WHAT YOU WILL DO — Rewrite the entries from the start through the line containing "positive clicks: (420, 193)", replacing "rough" with "coarse" and leaving everything else unchanged. Leave the pictures out of your answer.

PROVIDED DATA —
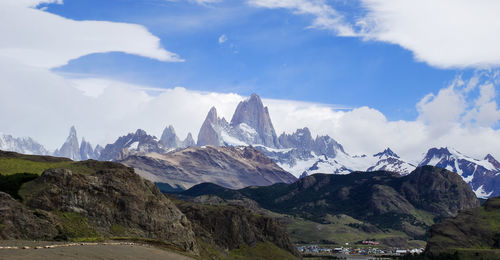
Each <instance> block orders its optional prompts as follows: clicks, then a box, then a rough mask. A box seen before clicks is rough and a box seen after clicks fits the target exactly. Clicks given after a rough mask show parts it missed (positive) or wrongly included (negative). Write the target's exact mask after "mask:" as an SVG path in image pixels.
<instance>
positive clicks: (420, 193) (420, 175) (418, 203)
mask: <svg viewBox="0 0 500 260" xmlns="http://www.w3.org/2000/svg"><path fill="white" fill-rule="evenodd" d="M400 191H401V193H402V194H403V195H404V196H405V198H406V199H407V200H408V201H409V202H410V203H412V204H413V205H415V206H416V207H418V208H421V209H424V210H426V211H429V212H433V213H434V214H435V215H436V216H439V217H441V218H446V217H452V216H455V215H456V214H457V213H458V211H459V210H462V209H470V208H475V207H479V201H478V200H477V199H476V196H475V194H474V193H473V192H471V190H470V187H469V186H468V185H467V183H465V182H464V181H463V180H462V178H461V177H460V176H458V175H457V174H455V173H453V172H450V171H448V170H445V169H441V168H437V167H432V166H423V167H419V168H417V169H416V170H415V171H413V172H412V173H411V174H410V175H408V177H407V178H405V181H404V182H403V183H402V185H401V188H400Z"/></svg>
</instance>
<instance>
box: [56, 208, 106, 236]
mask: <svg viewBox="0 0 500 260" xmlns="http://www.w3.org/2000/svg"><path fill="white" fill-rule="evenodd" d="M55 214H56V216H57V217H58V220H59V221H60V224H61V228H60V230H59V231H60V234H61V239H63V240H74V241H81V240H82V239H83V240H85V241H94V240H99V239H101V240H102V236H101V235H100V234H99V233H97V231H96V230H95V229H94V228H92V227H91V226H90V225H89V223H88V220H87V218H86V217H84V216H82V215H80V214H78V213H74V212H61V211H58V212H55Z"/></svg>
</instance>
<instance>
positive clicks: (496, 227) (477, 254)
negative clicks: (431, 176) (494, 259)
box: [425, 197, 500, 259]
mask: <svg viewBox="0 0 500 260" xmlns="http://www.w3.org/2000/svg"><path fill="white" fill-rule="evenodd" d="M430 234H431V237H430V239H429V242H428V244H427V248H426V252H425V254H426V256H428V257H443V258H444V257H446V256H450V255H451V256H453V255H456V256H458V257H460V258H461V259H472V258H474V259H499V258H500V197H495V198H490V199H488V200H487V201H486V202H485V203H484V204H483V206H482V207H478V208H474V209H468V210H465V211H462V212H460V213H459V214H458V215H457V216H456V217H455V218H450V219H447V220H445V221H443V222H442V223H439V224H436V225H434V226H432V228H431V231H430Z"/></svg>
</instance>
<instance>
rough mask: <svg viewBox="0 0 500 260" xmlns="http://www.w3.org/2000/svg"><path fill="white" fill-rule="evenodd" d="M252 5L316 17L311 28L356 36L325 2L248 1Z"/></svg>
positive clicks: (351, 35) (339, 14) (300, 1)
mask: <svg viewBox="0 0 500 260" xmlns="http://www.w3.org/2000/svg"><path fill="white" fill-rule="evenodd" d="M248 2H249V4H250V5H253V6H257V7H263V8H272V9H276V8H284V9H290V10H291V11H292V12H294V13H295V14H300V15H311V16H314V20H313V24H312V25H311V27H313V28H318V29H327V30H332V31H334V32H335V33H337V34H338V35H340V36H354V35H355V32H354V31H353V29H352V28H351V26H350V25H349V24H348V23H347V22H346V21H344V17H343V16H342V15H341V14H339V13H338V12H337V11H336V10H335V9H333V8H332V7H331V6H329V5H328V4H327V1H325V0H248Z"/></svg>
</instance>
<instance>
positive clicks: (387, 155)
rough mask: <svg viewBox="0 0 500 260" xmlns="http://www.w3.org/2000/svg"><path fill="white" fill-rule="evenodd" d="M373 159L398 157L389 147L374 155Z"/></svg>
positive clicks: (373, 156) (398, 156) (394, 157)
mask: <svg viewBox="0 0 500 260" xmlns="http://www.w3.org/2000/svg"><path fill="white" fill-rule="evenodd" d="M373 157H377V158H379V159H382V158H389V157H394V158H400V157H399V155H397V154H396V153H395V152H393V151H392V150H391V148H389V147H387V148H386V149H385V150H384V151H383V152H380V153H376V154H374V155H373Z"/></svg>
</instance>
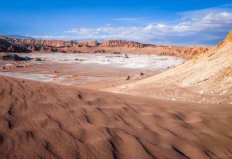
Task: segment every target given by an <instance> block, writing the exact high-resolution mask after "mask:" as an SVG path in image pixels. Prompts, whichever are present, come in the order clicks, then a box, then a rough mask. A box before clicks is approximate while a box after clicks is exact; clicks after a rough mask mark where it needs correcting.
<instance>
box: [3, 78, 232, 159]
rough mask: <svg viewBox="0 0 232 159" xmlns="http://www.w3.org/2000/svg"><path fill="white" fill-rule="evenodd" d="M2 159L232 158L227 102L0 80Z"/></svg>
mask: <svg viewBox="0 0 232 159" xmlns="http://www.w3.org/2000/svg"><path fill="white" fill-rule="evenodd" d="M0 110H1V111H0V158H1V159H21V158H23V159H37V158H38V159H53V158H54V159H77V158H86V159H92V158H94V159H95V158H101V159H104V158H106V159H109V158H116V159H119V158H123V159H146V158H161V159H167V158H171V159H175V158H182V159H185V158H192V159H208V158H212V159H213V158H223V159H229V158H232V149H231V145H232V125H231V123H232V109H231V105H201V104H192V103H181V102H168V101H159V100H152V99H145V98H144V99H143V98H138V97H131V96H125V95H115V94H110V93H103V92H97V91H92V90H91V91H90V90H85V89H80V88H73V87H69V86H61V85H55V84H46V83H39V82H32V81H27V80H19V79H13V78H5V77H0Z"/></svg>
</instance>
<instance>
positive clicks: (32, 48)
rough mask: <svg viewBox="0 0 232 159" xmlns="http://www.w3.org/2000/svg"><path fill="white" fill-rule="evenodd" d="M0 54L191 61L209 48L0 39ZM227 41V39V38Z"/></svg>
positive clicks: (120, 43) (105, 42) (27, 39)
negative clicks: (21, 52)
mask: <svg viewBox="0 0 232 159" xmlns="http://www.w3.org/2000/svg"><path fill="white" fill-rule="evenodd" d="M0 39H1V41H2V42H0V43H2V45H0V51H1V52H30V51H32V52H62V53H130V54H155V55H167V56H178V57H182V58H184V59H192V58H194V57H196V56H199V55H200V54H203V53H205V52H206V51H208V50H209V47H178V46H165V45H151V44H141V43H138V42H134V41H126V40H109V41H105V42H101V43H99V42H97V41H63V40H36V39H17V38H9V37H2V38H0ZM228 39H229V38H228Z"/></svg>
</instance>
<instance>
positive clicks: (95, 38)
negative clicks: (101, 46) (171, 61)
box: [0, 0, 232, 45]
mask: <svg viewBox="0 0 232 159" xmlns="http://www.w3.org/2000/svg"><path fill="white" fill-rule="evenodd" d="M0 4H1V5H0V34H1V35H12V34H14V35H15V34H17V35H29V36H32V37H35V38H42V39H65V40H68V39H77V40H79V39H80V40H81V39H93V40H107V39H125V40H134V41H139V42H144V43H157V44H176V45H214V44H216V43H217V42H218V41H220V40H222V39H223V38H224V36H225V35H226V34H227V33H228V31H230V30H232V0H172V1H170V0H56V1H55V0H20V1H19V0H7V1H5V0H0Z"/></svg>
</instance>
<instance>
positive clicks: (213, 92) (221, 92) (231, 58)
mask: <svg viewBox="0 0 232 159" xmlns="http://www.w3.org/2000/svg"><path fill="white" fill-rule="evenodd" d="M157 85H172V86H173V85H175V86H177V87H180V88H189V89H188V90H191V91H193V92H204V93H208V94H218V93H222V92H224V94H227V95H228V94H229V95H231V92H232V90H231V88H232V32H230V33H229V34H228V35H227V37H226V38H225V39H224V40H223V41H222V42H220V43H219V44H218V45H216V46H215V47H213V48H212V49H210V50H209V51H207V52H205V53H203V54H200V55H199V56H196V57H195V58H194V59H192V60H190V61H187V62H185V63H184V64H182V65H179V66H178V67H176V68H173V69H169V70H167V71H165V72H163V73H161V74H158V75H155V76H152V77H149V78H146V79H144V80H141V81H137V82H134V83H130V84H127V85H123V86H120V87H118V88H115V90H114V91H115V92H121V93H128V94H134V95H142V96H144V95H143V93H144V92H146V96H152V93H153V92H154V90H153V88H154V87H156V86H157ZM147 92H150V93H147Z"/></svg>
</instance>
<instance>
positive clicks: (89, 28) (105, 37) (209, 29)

COMPLETED EXERCISE —
Each <instance> block orders its optional prompts as follows: clicks, then a box, then a coarse mask. A box seen before clicks is coarse and a box seen after clicks fits the target exactly. Clicks given after a coarse mask show parts it missed (positive) or wrongly included (negative). Write the target's exact mask after "mask:" as an SVG path in image pixels.
<instance>
positive clicks: (420, 193) (420, 175) (418, 203)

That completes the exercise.